__Selected passage__
....

Coming into this game, TCU QB Chandler Morris was 10/15 for 170 yards and 1 TD in seven games split between TCU and Oklahoma in his entire career. He more than tripled that total today alone, going 29/40 for 461 yards passing, added another 11 carries for 70 yards rushing, and with 2 TDs passing and another rushing, he dominated the #12 Bears in his first-career start and led TCU to its biggest win of the season. Morris made play after play against Baylor’s defense in becoming the first-ever TCU freshman QB to throw for 400 yards to the point that every time TCU did not put the ball in Morris’s hands, it was a win for Baylor; he was that good.
To call this game a potential “trap game” was the consummate understatement. All the warning signs were there—Baylor coming off a big win at home against Texas and going on the road, TCU firing its coach going into a big rivalry game and leaving coordinators coaching for their future jobs, and a talented backup getting a chance against a team that had little, if any, film on him. TCU had nothing to lose, while Baylor had a lot with the OU game coming up and a potential Big 12 Championship game berth in its sights. But that doesn’t explain the defense giving up third down after third down (TCU was 7/14) no matter what the yardage to gain was or the offense failing to gain the same (Baylor was 5/11) against a defense that had been vulnerable coming in. It also doesn’t explain all the penalties, and there were a ton for both teams, on both sides of the ball. Baylor just got outplayed—embarrassed—once again by a rival that has won 6 of the last 7 games between them. TCU outgained Baylor by 170 yards.

....

__Extracted information__
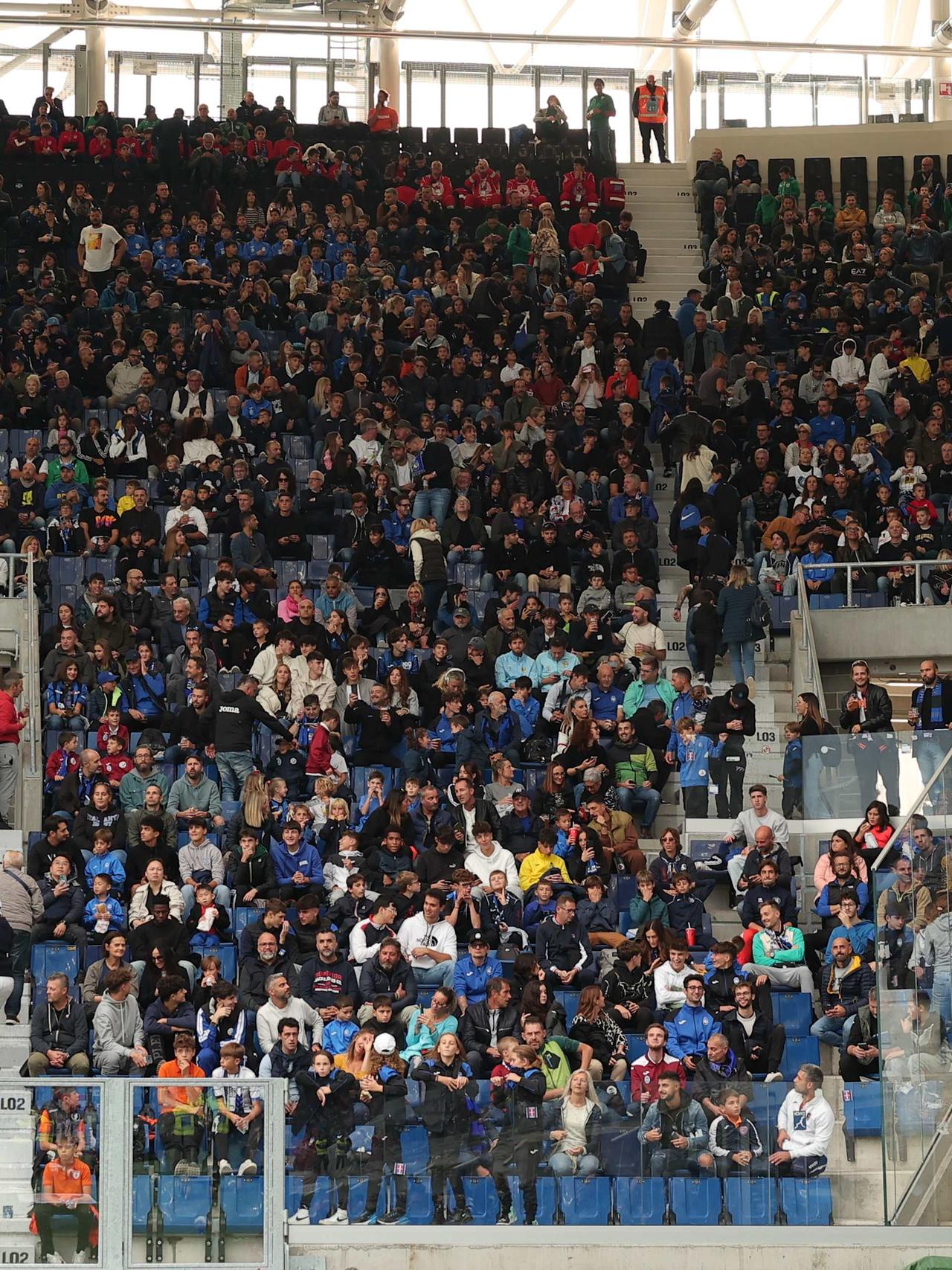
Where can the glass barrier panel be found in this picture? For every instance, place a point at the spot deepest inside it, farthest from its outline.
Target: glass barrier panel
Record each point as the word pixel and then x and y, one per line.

....

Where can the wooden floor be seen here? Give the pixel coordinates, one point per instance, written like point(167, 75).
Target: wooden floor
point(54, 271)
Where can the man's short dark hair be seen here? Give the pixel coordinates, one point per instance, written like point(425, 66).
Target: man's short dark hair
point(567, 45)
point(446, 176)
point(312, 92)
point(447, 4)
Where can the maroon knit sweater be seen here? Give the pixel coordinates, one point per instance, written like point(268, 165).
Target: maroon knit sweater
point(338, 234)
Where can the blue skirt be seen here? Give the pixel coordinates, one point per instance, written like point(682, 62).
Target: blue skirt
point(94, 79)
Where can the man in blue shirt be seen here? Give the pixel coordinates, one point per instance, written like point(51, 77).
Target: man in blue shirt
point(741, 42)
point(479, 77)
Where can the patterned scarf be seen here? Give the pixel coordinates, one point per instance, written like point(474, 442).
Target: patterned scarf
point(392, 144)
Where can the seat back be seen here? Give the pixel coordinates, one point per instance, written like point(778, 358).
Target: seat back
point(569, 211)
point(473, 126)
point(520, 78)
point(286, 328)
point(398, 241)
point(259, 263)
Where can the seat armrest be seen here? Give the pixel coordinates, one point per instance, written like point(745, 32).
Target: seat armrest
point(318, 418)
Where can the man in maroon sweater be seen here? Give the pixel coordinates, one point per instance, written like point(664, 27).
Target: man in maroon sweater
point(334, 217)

....

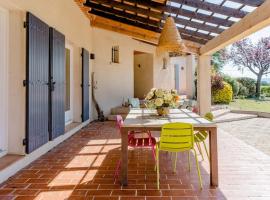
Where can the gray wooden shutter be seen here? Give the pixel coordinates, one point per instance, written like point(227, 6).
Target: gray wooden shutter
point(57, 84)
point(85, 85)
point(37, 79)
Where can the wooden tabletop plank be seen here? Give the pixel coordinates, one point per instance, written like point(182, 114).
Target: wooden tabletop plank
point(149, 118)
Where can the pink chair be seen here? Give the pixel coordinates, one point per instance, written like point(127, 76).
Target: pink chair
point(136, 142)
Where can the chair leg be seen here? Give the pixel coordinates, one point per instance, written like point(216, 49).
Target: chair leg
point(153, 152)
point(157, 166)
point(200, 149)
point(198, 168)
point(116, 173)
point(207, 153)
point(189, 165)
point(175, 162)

....

__Things to do__
A. From the TCU–Baylor game recap, list the warning signs it gives for calling the game a potential trap game.
B. Reproduce the TCU–Baylor game recap word for word from "Coming into this" to "was that good.".

__Answers per task__
A.
- Baylor coming off a big win at home against Texas and going on the road
- TCU firing its coach going into a big rivalry game and leaving coordinators coaching for their future jobs
- A talented backup getting a chance against a team that had little, if any, film on him

B.
Coming into this game, TCU QB Chandler Morris was 10/15 for 170 yards and 1 TD in seven games split between TCU and Oklahoma in his entire career. He more than tripled that total today alone, going 29/40 for 461 yards passing, added another 11 carries for 70 yards rushing, and with 2 TDs passing and another rushing, he dominated the #12 Bears in his first-career start and led TCU to its biggest win of the season. Morris made play after play against Baylor’s defense in becoming the first-ever TCU freshman QB to throw for 400 yards to the point that every time TCU did not put the ball in Morris’s hands, it was a win for Baylor; he was that good.